** What you have to do **
Print out the entries, word for word.

↓↓↓

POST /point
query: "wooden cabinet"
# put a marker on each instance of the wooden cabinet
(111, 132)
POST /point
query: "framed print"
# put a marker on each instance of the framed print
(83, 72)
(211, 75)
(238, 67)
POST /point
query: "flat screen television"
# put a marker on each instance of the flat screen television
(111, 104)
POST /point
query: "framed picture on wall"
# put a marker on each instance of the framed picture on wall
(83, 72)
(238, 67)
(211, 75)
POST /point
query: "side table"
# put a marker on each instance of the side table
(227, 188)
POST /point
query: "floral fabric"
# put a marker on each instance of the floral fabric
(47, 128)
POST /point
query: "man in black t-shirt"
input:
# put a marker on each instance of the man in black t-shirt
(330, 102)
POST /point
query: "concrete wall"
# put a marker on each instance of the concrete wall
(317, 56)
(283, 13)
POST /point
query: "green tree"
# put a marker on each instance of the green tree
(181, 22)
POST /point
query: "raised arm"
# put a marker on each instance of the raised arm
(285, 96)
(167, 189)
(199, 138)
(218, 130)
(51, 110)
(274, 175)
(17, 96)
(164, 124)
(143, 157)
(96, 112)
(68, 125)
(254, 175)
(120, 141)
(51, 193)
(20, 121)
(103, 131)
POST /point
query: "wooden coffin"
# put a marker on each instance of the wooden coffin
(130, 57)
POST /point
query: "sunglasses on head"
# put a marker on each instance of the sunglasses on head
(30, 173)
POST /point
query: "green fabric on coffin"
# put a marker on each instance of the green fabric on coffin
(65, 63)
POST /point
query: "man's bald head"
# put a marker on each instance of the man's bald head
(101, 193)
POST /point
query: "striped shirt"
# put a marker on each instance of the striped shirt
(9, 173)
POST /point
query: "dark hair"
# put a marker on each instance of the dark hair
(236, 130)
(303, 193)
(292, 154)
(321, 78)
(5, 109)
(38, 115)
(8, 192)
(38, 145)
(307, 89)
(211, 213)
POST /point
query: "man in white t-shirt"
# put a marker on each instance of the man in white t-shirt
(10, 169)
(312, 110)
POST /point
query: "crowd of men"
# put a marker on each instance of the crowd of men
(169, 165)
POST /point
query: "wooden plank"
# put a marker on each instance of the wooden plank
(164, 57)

↑↑↑

** Solution for this problem **
POST /point
query: "wooden cabinet"
# put a marker on each instance of the wooden cabinet
(111, 132)
POST /point
query: "framed print"
# put a marker on each instance of the framed print
(83, 72)
(211, 75)
(238, 67)
POST /point
query: "flat screen television"
# put a marker on each instance of the flat screen television
(111, 104)
POST /point
query: "framed picture on wall"
# put a marker on each instance of the framed picture on wall
(83, 72)
(238, 67)
(211, 75)
POST /point
query: "side table"
# put a marker on each instance of the side table
(227, 188)
POST /point
query: "floral fabric"
# put a marker on each instance of the floral fabric
(47, 128)
POST /point
query: "man in black t-shirt"
input:
# put a marker on each instance of the man in black t-shirt
(330, 102)
POST /point
query: "concrete wall"
# put a marker on each instance of the concrete wall
(317, 56)
(283, 13)
POST /point
query: "green tree"
# put a marker on each instance of the green tree
(181, 22)
POST /point
query: "raised arm"
# put a marker on each instance of the raised arm
(285, 96)
(167, 189)
(199, 138)
(218, 130)
(51, 110)
(274, 175)
(17, 96)
(164, 124)
(143, 157)
(96, 112)
(68, 125)
(254, 175)
(120, 141)
(51, 193)
(20, 121)
(103, 131)
POST /point
query: "wooden coffin"
# put a marker on each instance of the wooden coffin
(130, 57)
POST /point
query: "sunglasses on head"
# put a marker on each instance of the sunglasses on head
(30, 173)
POST /point
query: "green fabric on coffin"
# put a marker on each instance of the green fabric on coffin
(65, 63)
POST /point
query: "man's bald head"
# put a marker on each instance of the man's bald head
(101, 193)
POST /point
query: "striped shirt"
# put a marker on each instance of the striped shirt
(9, 173)
POST /point
query: "dark hair"
# put a marker on each instance of the dark hair
(236, 130)
(303, 193)
(292, 154)
(321, 78)
(5, 109)
(38, 115)
(8, 192)
(38, 145)
(307, 89)
(211, 213)
POST /point
query: "man in white t-shirt"
# put a marker on each instance of the man in white t-shirt
(10, 169)
(312, 110)
POST /point
query: "crowd of men"
# put a marker on each instance of the crowd of men
(169, 165)
POST /point
query: "wooden plank"
# put a marker on each instance of the wooden plank
(164, 57)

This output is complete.